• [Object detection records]
-- -- --
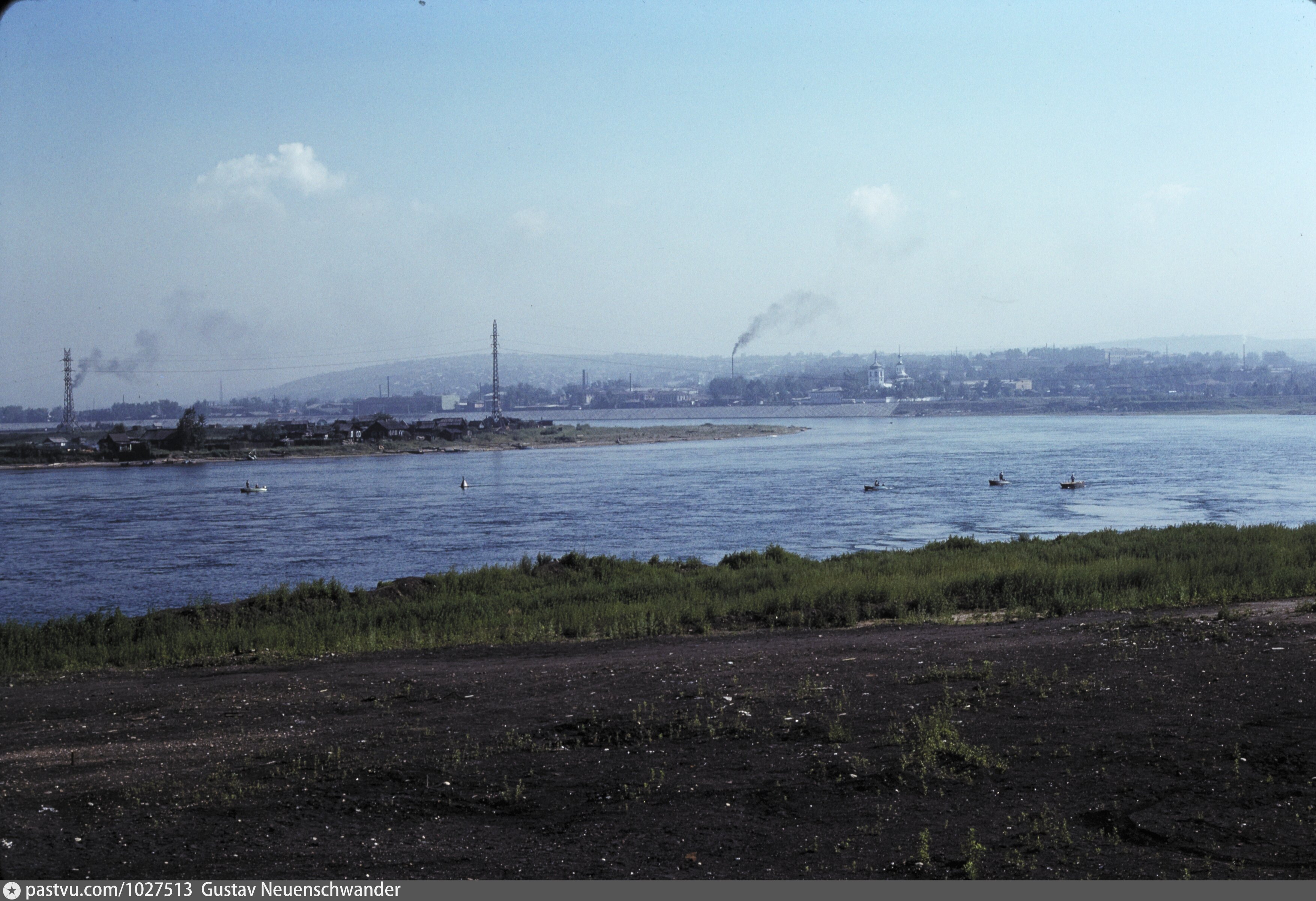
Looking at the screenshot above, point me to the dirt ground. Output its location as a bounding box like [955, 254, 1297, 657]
[0, 601, 1316, 878]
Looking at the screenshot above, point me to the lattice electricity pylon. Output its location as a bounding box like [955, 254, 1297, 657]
[490, 320, 503, 425]
[59, 347, 79, 431]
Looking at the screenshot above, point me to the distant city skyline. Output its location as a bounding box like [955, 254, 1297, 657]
[0, 0, 1316, 407]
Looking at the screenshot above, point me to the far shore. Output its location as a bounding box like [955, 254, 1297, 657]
[0, 422, 805, 470]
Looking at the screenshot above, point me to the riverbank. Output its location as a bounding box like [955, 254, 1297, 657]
[0, 422, 804, 470]
[0, 525, 1316, 676]
[0, 602, 1316, 880]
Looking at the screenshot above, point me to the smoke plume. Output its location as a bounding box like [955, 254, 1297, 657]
[74, 288, 257, 387]
[732, 291, 836, 355]
[74, 329, 161, 388]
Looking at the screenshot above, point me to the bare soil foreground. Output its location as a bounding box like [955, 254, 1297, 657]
[0, 601, 1316, 878]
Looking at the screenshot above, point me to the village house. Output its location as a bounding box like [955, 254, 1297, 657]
[96, 431, 151, 460]
[361, 420, 410, 441]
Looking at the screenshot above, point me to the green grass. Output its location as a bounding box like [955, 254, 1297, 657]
[0, 525, 1316, 675]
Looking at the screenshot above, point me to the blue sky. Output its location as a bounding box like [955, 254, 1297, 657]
[0, 0, 1316, 405]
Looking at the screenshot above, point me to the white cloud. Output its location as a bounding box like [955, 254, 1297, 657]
[196, 142, 346, 205]
[849, 184, 906, 229]
[512, 207, 549, 238]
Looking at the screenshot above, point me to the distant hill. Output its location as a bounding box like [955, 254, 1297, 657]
[257, 335, 1316, 401]
[1092, 335, 1316, 363]
[257, 353, 871, 401]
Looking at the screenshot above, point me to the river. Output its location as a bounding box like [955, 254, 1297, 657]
[0, 416, 1316, 621]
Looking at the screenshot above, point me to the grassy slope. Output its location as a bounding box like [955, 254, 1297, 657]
[0, 525, 1316, 673]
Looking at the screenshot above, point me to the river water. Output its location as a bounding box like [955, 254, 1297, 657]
[0, 416, 1316, 621]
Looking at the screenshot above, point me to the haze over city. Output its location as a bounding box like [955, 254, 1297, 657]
[0, 0, 1316, 407]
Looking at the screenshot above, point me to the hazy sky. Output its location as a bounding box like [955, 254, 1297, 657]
[0, 0, 1316, 407]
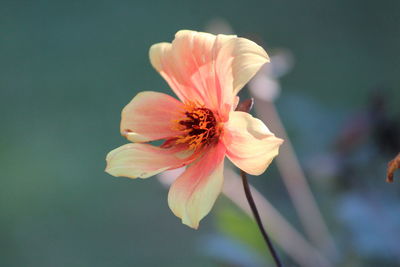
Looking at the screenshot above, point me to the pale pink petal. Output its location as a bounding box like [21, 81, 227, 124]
[223, 111, 283, 175]
[216, 38, 269, 95]
[149, 30, 236, 120]
[106, 143, 190, 178]
[168, 144, 225, 229]
[121, 91, 183, 142]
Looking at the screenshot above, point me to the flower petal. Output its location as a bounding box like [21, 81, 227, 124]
[223, 111, 283, 175]
[106, 143, 190, 178]
[149, 30, 236, 119]
[121, 92, 182, 142]
[216, 38, 269, 95]
[168, 144, 225, 229]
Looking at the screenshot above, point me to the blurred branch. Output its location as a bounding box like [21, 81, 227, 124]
[249, 62, 337, 258]
[223, 170, 332, 267]
[386, 153, 400, 183]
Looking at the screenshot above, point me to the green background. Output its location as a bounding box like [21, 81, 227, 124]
[0, 0, 400, 266]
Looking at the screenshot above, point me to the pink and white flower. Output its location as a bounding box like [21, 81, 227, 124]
[106, 30, 283, 229]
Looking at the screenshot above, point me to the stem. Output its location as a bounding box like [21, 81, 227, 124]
[240, 170, 282, 267]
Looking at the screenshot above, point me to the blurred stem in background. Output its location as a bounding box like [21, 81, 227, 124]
[207, 19, 338, 266]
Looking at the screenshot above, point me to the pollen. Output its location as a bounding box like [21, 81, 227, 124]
[173, 102, 220, 149]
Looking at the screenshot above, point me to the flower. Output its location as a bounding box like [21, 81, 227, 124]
[106, 30, 283, 229]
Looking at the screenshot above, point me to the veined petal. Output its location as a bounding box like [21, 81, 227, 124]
[106, 143, 190, 178]
[216, 38, 269, 95]
[223, 111, 283, 175]
[121, 91, 183, 142]
[168, 144, 225, 229]
[149, 30, 236, 119]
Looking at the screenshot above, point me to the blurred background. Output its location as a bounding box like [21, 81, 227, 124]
[0, 0, 400, 267]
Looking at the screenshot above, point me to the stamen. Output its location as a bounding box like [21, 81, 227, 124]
[173, 102, 220, 149]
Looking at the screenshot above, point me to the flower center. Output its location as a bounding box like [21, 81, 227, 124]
[174, 102, 220, 149]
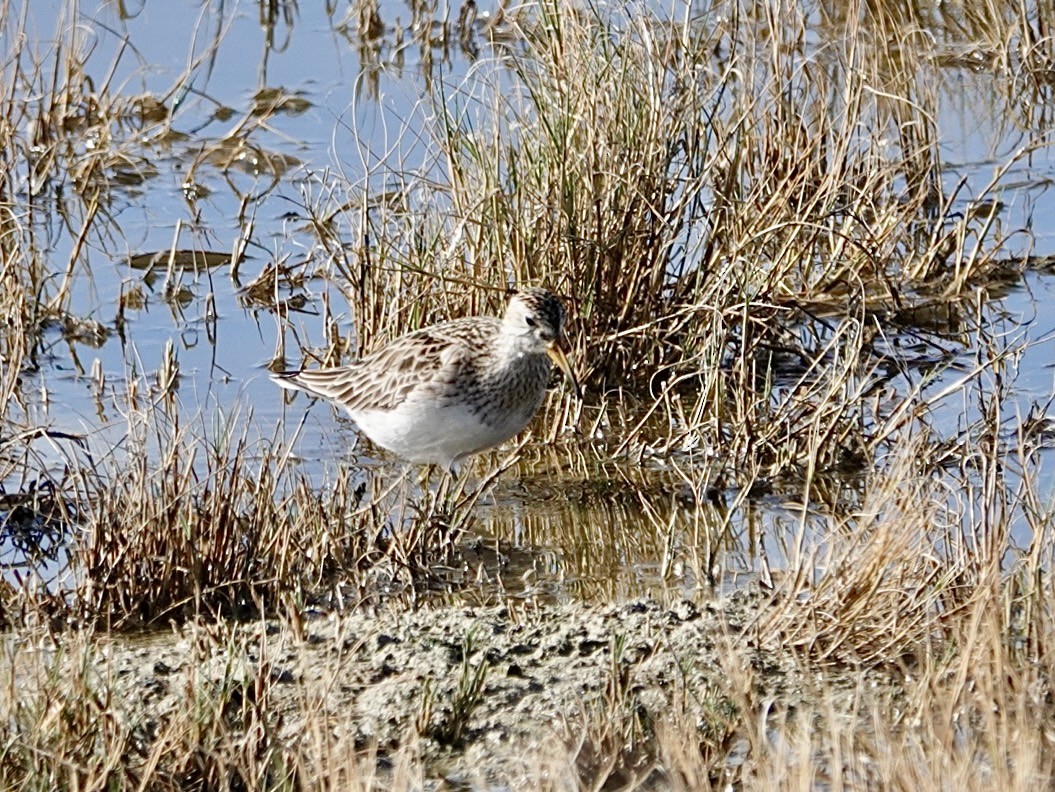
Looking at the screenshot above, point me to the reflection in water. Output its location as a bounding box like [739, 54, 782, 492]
[6, 0, 1055, 598]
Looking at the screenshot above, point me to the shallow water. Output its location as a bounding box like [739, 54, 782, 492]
[6, 0, 1055, 599]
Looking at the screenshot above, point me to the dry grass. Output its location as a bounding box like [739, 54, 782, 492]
[6, 0, 1055, 790]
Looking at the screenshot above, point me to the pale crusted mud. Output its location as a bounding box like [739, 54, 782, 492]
[88, 592, 831, 778]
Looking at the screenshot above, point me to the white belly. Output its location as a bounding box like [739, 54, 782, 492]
[351, 404, 534, 468]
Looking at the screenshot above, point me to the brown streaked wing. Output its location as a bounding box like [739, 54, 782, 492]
[282, 320, 486, 410]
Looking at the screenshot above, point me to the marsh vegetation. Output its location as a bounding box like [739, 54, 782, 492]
[6, 0, 1055, 789]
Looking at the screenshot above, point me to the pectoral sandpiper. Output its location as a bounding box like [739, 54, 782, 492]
[273, 289, 581, 469]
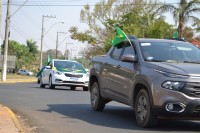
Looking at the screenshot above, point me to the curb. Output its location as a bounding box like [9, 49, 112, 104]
[0, 80, 37, 84]
[3, 105, 25, 133]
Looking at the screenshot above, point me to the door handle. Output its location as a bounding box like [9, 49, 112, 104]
[104, 62, 108, 65]
[117, 65, 121, 68]
[113, 65, 121, 68]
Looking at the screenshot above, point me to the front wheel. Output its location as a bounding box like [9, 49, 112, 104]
[49, 76, 55, 89]
[70, 86, 76, 91]
[135, 89, 157, 127]
[83, 87, 88, 91]
[90, 82, 105, 111]
[40, 77, 45, 88]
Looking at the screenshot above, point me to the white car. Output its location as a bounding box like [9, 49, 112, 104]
[40, 59, 89, 91]
[17, 69, 34, 76]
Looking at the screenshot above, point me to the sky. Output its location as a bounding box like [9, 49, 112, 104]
[2, 0, 178, 57]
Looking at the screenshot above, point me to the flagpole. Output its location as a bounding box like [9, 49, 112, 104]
[121, 30, 134, 48]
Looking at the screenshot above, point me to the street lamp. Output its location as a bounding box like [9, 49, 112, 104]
[40, 20, 64, 68]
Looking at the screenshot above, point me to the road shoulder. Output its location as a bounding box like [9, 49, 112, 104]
[0, 104, 24, 133]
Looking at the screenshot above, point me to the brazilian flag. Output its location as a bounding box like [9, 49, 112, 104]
[112, 26, 126, 47]
[36, 55, 51, 77]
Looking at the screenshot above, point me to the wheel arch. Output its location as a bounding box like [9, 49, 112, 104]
[88, 75, 100, 91]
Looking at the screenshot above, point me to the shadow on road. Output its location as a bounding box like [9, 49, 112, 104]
[40, 104, 200, 132]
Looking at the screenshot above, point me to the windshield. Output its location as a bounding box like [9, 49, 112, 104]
[140, 42, 200, 63]
[54, 61, 86, 73]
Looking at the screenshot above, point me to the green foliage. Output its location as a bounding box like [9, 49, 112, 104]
[69, 0, 200, 59]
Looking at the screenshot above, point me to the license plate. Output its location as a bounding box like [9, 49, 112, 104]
[69, 78, 78, 81]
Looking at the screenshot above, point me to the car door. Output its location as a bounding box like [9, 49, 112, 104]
[116, 42, 137, 103]
[106, 42, 135, 103]
[103, 43, 123, 99]
[42, 61, 52, 84]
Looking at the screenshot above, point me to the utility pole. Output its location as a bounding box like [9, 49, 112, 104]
[56, 32, 67, 59]
[65, 43, 73, 60]
[1, 0, 10, 81]
[40, 15, 56, 68]
[0, 0, 3, 53]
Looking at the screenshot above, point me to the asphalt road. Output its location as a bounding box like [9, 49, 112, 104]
[0, 83, 200, 133]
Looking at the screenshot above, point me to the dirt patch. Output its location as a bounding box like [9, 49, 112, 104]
[16, 114, 39, 133]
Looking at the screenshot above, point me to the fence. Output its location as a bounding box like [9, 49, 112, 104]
[0, 55, 16, 69]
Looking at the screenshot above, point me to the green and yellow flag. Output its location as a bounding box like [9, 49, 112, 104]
[36, 54, 51, 77]
[112, 26, 126, 47]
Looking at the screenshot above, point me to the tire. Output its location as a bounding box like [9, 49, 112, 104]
[40, 77, 45, 88]
[83, 87, 88, 91]
[37, 79, 40, 84]
[49, 76, 55, 89]
[70, 86, 76, 91]
[134, 89, 157, 127]
[90, 82, 105, 111]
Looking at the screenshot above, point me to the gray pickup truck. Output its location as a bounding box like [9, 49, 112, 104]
-- -- --
• [REQUEST] Rewrite everything from the line containing "Looking at the screenshot above, point me to the shallow" down to the line containing "[6, 0, 1055, 599]", requests included. Multiply each bounding box coordinate in the answers by 0.8 and round to whole numbers, with halves rounding up, but leave the sample box in the request unchanged.

• [WRITTEN REPLY]
Looking at the screenshot above, point me to the shallow water. Output its location as a bounding box like [739, 54, 782, 492]
[5, 0, 844, 479]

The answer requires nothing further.